__PAGE__
2.       Votre plainte :

2.1         Les plaignants formulent vis-à-vis de la Banque trois reproches qui, selon eux, ont concouru à la perte subie au niveau de leur portefeuille et qui justifient la réparation d’un préjudice qu’ils sont en mesure de chiffrer :

-          Malgré leur demande, la Banque a refusé d’appliquer un système de garantie à 100% qui devait totalement couvrir le risque des positions en options à la baisse du portefeuille ; cette carence les ayant conduits à disposer des liquidités disponibles telles qu’affichées dans le module de consultation du portefeuille.

-          Lors du reverse split de juillet 2016, la Banque a procédé à un calcul erroné des marges qui a eu pour effet de sous-estimer significativement les liquidités réservées à cet effet et qui, par voie de conséquence, a donné lieu à une image trompeuse du cash disponible pouvant éventuellement être affecté à d’autres investissements. La même erreur a du reste aussi eu une incidence sur la possibilité, vers l’échéance, de procéder, comme dans le passé, à une prolongation (roll over) des positions ouvertes en raison du surcroît de cash qu’une opération de ce type aurait requise;

-          La procédure de découvert a été enclenchée le 1er février 2017 par la Banque en dépit de l’engagement notifié par mail invitant les clients à une réaction appropriée pour le 9 février et après une réunion organisée le jour même en présence des clients au siège de la Banque.

__TÂCHE DEMANDÉE 1__
Relevez chaque ligne des données ci-dessous qui contient le mot « standing ». Tenez compte de la casse.
Le texte et les lignes de données sont deux documents sans rapport entre eux.

__DONNÉES FOURNIES__
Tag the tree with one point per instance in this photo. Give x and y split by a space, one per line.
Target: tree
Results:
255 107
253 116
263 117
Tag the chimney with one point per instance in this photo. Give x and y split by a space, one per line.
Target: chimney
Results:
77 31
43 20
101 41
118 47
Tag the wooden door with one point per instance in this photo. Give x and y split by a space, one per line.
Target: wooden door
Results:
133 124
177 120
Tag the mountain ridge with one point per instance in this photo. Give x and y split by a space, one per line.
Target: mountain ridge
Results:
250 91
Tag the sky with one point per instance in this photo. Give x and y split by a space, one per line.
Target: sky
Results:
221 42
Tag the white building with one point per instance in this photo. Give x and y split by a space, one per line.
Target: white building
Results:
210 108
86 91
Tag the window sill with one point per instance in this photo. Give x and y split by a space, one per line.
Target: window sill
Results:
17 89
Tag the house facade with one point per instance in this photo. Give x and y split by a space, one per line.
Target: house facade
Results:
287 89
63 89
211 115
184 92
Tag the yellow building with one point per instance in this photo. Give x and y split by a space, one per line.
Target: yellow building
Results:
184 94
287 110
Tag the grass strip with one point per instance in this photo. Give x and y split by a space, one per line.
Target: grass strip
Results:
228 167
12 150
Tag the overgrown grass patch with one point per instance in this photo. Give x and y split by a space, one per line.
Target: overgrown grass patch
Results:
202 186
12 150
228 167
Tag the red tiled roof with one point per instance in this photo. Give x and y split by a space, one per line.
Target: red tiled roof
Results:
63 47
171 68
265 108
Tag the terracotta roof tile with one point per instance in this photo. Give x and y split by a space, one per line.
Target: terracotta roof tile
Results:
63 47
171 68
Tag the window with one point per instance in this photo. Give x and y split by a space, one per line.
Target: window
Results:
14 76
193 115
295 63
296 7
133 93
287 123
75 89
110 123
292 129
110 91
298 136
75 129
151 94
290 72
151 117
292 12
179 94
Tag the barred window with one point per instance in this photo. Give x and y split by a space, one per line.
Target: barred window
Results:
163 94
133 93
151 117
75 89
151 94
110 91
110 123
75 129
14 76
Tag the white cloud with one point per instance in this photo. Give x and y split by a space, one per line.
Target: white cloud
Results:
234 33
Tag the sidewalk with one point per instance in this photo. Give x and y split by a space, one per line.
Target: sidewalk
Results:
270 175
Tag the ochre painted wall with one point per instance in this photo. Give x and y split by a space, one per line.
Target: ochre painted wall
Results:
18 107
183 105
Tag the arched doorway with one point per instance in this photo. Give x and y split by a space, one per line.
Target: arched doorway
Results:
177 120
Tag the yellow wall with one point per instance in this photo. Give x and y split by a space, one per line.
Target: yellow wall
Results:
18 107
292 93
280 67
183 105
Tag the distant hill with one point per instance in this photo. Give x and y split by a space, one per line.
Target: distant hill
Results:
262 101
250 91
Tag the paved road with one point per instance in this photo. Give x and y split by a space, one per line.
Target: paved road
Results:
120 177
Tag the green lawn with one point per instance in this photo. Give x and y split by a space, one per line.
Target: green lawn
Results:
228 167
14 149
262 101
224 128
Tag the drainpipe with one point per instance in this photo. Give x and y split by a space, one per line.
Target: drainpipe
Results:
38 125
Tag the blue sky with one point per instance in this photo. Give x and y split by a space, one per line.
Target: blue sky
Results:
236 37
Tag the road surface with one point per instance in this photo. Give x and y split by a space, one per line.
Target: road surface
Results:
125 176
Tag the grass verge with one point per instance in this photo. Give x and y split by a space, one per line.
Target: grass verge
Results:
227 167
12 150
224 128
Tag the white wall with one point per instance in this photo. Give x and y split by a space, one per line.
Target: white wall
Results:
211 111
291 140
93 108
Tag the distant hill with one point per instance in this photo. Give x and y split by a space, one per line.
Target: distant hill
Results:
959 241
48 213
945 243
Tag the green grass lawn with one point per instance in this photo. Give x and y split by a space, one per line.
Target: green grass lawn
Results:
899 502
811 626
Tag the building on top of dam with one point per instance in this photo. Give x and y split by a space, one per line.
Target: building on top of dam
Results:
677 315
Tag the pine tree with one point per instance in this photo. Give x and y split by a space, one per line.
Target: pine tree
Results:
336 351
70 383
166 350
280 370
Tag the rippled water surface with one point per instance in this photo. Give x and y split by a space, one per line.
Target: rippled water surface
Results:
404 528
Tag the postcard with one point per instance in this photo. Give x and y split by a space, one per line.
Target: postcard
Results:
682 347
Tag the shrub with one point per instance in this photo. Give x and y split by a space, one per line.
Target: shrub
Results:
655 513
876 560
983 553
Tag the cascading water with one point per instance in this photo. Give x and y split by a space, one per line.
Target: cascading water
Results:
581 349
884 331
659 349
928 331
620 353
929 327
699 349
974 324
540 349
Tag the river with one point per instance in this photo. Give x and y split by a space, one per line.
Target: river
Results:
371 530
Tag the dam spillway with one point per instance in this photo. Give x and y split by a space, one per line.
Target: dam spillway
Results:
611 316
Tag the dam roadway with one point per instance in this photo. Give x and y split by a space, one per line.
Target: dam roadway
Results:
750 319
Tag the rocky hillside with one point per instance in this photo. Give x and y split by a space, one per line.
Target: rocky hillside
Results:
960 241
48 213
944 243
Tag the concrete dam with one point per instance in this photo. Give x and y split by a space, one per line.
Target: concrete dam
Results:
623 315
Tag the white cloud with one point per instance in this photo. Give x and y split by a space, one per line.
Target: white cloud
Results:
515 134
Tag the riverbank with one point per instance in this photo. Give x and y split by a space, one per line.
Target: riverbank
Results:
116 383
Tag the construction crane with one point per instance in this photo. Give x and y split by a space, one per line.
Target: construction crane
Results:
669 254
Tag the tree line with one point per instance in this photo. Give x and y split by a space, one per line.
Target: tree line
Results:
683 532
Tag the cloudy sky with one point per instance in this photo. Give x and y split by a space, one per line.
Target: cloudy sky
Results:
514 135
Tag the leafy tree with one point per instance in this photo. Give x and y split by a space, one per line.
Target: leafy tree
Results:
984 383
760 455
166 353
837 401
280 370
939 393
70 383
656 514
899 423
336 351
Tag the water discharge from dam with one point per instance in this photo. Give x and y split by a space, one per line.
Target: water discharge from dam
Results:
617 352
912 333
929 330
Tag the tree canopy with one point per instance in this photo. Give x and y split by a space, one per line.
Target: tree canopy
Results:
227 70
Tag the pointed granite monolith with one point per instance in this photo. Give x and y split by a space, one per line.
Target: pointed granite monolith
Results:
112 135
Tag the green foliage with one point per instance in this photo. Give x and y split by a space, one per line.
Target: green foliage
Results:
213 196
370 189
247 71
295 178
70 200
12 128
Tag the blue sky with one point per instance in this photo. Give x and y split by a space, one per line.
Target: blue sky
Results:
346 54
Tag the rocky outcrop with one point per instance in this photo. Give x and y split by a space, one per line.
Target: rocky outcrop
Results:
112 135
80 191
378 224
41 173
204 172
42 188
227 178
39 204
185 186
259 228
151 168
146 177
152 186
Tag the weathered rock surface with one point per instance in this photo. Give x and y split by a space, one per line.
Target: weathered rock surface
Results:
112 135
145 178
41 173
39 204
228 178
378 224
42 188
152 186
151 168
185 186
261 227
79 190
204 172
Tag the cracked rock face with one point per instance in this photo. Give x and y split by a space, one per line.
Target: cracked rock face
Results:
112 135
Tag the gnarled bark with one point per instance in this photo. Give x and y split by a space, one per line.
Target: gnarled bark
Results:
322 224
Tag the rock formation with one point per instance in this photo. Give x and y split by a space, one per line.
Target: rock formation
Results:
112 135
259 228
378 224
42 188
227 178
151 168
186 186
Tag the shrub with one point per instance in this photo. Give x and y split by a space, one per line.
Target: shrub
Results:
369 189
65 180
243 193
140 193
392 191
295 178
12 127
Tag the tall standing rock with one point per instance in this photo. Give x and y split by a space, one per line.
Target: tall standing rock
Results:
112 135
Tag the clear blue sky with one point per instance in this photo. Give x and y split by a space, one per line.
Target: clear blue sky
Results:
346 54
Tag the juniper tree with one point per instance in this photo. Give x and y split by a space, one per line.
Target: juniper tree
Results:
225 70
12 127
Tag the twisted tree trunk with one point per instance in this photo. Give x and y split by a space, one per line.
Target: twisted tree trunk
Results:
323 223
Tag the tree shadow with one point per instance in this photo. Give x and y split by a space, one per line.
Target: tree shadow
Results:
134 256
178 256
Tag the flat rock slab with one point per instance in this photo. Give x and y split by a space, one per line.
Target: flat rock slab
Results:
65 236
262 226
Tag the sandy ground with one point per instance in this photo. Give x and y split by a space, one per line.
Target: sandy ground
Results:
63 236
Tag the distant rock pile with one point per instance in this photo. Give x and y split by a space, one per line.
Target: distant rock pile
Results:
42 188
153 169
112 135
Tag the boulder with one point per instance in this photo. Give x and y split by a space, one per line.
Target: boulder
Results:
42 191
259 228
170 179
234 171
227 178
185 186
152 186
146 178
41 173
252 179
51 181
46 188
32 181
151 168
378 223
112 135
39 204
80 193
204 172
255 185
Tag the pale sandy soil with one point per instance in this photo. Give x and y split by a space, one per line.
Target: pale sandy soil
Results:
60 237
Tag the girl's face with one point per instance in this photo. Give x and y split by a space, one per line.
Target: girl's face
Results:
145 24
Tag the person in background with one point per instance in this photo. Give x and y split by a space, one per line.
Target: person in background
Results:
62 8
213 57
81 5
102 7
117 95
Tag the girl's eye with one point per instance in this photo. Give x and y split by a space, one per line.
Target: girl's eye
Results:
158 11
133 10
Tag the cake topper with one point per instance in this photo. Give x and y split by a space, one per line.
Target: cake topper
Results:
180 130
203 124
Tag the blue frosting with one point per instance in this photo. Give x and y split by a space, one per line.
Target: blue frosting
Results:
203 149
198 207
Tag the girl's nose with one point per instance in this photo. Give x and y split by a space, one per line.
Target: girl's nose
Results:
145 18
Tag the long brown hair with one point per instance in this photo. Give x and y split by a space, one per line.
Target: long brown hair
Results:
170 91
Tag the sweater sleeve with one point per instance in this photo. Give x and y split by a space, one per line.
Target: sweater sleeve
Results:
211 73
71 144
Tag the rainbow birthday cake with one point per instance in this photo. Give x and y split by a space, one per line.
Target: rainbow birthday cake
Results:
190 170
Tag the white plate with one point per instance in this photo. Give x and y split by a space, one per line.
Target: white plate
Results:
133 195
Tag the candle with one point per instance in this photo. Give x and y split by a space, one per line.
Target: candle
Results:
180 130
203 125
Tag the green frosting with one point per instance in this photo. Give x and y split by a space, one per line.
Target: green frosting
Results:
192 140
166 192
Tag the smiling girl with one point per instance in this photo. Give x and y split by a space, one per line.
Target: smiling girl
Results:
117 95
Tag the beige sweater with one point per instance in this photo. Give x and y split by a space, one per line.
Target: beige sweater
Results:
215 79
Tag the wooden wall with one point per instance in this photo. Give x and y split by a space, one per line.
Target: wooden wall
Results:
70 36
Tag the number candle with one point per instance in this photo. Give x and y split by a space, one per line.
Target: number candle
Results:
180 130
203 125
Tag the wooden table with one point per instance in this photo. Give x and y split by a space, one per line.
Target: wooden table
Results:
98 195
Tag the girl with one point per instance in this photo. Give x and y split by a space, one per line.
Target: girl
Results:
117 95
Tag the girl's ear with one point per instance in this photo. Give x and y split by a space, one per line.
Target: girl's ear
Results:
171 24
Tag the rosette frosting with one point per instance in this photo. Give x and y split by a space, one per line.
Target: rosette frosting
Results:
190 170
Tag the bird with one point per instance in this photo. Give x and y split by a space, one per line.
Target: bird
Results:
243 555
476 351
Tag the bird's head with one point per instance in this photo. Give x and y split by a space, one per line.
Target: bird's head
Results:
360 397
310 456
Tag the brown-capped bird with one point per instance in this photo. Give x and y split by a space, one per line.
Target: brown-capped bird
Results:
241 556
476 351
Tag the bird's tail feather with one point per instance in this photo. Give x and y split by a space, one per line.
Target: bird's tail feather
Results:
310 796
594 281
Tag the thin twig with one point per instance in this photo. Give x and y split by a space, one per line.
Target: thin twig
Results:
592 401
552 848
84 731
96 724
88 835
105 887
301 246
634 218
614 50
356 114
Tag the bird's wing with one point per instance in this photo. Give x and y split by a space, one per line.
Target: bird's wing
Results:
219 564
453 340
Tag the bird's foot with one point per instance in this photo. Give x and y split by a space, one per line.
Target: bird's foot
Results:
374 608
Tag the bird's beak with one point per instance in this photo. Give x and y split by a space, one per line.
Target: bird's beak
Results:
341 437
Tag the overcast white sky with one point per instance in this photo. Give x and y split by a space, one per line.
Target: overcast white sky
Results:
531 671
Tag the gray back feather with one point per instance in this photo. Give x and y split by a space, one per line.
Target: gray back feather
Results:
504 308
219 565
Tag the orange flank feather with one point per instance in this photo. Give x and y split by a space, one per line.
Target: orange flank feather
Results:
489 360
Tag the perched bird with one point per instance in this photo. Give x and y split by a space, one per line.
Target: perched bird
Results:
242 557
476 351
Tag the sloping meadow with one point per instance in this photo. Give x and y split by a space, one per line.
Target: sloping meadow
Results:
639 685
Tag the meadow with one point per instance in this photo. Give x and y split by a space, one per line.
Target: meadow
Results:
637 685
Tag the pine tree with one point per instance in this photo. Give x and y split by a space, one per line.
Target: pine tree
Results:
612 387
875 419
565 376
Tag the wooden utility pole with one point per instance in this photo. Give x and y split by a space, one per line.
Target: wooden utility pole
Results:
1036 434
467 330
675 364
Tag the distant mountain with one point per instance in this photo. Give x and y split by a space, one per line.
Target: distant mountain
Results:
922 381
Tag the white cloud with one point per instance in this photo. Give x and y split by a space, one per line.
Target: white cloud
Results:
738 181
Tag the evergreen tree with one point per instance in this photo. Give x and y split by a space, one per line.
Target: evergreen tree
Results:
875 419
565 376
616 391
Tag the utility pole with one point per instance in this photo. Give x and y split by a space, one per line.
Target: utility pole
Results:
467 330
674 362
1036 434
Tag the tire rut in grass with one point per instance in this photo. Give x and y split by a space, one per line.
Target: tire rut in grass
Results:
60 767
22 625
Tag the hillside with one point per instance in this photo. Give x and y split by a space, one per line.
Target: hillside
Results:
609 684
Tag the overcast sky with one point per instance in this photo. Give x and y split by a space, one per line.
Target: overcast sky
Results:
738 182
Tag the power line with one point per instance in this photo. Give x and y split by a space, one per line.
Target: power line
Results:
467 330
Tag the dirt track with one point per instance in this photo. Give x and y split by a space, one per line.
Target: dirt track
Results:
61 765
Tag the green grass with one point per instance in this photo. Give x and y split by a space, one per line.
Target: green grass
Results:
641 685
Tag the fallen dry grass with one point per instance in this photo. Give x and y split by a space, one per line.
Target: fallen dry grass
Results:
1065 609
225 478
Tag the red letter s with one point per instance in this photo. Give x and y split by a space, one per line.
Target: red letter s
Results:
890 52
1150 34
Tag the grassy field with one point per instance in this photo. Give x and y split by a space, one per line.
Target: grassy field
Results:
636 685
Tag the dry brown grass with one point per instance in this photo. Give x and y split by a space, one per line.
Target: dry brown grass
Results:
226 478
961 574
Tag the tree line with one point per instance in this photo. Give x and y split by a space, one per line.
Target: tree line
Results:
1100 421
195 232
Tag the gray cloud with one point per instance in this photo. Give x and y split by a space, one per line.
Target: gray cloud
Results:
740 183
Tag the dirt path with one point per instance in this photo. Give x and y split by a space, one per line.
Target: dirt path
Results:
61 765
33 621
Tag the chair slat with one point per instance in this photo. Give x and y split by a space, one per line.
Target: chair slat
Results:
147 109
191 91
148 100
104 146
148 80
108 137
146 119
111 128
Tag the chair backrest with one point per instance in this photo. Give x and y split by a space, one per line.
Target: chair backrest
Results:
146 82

__TÂCHE DEMANDÉE 2__
Dans le texte sur la plainte contre la Banque, à quelle date la procédure de découvert a-t-elle été enclenchée ?

__SOLUTION 1__
Tag the tall standing rock with one point per instance in this photo. Give x and y split by a space, one per line.
Target: tall standing rock

__SOLUTION 2__
Le 1er février 2017.